### Material supplied
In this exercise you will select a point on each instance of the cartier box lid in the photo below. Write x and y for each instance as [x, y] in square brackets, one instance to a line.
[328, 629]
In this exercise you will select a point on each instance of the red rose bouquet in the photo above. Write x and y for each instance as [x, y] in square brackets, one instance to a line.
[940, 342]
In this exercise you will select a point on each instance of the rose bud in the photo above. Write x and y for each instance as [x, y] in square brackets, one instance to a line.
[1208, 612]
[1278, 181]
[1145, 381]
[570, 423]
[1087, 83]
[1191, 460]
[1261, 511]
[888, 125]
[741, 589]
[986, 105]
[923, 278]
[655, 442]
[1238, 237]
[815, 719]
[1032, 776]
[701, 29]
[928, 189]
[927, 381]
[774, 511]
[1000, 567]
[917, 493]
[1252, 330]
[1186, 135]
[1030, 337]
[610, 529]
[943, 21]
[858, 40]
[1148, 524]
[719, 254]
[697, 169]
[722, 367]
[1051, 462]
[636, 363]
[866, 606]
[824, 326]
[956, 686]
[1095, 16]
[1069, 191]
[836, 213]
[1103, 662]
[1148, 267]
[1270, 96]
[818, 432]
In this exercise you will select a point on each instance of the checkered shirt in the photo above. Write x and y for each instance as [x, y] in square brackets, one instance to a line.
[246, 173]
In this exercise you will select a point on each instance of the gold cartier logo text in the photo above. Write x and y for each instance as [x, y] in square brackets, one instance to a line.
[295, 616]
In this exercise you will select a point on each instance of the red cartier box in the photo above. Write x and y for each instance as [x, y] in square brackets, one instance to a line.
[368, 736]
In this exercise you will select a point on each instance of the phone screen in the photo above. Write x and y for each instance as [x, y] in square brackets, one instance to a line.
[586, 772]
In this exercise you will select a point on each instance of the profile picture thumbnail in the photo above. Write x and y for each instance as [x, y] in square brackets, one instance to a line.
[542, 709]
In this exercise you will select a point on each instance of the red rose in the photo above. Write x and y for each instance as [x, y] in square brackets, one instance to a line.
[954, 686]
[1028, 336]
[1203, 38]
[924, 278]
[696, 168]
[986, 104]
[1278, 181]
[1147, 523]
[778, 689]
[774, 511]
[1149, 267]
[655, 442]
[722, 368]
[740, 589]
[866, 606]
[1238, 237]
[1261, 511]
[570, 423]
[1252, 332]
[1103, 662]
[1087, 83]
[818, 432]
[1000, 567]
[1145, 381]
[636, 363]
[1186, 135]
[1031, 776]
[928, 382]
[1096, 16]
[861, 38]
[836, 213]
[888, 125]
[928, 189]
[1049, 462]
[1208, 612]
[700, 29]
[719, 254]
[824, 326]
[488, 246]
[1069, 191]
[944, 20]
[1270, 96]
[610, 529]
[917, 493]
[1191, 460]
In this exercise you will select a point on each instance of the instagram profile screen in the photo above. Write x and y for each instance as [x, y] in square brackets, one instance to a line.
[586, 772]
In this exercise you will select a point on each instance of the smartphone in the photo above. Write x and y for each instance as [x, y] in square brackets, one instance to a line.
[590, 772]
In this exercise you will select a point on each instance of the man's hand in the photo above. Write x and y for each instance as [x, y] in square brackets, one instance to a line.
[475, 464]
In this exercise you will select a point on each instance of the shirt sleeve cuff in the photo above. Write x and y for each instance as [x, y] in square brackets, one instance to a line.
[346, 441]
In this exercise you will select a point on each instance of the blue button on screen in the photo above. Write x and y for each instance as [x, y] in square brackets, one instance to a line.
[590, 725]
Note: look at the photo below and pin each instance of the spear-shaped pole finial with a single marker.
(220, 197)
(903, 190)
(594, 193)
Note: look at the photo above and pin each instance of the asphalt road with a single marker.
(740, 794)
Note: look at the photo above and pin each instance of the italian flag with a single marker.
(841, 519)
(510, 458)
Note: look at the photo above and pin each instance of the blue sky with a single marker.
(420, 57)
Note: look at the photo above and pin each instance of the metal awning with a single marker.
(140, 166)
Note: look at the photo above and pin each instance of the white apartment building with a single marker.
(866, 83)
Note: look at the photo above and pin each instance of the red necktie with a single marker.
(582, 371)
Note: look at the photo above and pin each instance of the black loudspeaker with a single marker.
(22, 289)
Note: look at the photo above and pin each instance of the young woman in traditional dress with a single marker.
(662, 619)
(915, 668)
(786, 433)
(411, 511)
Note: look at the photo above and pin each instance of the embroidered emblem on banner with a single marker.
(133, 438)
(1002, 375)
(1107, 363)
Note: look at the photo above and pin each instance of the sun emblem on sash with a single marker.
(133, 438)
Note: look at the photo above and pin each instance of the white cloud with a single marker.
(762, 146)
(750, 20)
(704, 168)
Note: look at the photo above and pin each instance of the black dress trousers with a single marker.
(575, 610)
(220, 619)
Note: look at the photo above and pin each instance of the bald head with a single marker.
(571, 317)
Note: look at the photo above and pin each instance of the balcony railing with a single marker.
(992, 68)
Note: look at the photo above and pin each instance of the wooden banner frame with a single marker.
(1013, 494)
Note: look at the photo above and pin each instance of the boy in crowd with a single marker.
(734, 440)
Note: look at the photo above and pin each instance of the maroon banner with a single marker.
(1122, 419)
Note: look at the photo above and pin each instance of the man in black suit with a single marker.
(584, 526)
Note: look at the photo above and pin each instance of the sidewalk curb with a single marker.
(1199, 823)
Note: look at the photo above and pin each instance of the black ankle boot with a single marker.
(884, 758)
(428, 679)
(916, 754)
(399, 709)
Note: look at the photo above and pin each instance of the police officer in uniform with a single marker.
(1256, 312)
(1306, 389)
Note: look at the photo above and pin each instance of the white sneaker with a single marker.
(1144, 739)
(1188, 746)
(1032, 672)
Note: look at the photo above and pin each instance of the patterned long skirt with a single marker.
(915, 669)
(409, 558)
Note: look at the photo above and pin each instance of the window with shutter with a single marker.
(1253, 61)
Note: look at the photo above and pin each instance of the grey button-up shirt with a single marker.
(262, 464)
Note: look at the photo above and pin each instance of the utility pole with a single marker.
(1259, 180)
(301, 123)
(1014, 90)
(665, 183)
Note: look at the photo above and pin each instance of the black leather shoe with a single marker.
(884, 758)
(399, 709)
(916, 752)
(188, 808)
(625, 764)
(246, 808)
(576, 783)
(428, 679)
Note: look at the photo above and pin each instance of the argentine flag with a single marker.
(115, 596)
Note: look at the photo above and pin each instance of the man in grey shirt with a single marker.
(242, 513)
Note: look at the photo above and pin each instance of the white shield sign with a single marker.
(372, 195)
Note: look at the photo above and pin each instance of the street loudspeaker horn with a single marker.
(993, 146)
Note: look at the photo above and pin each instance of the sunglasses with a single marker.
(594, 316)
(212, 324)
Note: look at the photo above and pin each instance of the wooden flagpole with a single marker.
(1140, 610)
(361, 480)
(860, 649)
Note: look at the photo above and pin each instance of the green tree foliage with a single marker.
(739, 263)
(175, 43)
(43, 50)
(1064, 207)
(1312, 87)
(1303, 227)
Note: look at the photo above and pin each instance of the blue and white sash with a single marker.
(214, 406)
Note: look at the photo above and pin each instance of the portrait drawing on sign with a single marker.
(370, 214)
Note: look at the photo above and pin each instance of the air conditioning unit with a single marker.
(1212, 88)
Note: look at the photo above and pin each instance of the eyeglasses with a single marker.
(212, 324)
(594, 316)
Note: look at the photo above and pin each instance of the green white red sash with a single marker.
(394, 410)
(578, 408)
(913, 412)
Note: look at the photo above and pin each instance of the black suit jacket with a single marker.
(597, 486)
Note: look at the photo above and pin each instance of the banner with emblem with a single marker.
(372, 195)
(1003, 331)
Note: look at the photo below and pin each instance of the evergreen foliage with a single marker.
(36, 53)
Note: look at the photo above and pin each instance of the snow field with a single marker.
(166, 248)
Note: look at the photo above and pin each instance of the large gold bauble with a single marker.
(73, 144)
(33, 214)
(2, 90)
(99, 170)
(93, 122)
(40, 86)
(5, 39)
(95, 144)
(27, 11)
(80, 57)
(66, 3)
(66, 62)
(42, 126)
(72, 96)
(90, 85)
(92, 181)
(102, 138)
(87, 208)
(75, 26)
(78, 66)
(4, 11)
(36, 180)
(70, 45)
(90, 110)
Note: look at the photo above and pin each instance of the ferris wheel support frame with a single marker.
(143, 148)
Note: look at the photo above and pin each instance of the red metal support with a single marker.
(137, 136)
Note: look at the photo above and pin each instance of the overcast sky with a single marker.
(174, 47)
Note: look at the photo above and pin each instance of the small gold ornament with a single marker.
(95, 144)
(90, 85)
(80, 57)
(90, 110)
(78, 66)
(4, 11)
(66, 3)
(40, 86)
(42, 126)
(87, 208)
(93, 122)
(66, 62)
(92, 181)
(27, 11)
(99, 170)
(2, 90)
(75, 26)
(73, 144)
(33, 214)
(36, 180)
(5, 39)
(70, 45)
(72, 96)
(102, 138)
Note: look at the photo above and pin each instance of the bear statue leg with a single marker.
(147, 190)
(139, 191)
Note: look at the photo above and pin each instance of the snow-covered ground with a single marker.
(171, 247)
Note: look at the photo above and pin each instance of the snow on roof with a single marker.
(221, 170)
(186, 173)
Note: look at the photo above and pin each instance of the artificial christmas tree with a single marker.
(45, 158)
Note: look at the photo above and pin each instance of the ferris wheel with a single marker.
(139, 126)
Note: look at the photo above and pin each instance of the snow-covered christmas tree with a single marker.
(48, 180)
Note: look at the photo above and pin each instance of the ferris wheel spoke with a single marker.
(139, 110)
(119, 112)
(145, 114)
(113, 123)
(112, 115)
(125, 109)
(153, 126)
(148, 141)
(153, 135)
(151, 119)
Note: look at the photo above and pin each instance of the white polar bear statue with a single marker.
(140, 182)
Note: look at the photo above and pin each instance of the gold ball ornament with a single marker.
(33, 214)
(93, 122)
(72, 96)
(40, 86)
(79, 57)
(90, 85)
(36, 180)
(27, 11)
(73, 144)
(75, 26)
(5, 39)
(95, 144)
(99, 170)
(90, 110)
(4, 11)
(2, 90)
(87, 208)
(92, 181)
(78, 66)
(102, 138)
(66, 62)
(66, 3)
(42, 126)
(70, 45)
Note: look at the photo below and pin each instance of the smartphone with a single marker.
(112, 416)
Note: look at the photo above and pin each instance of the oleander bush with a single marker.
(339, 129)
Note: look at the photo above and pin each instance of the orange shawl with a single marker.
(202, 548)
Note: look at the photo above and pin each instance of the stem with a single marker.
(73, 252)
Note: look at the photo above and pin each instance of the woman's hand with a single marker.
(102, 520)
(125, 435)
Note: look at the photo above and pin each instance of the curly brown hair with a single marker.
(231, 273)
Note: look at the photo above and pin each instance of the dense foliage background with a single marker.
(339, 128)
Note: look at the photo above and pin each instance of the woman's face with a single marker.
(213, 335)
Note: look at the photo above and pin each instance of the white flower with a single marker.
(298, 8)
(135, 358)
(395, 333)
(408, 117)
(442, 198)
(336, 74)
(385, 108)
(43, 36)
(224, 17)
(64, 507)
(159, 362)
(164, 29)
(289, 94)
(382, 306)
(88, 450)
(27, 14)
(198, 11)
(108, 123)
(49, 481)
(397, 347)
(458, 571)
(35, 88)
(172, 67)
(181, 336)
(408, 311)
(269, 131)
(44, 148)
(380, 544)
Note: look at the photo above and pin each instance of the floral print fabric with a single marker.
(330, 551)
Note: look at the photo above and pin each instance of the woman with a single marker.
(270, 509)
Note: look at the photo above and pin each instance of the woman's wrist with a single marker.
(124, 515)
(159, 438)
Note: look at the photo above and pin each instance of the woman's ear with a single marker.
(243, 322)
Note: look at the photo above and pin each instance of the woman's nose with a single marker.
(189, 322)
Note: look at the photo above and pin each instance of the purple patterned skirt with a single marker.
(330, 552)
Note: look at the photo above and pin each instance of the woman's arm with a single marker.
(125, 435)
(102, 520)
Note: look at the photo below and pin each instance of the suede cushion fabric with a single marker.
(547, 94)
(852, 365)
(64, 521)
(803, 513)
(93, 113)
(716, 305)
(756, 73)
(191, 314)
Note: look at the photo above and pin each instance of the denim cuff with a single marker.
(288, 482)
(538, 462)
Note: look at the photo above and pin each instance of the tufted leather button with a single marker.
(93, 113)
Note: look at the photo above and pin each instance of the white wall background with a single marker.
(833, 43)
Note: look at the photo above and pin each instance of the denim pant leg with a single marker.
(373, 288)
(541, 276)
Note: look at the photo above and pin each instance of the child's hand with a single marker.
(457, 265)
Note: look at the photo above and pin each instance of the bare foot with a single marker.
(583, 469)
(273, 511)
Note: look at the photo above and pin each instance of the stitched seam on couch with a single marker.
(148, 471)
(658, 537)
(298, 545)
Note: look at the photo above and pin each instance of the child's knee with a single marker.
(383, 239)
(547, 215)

### What the task requires
All lines from the one containing "pant leg with a single marker." through the final line of the listing above are to be reproduced exactly; include both and add nothing.

### Worked solution
Note: look at the photo above and pin each instance of the denim pant leg with a single marker.
(373, 288)
(541, 276)
Note: look at the photo above and pin each instance of the child's hand with a single marker.
(457, 265)
Note: look at the photo above and pin each instance of the bare foot with a single marker.
(583, 469)
(273, 511)
Note: look at the photo above and pin each instance of the stitched seam on couch with a single marker.
(148, 471)
(658, 537)
(298, 545)
Note: look at the photo above and pin each instance of the child's knee with a single marker.
(383, 239)
(547, 215)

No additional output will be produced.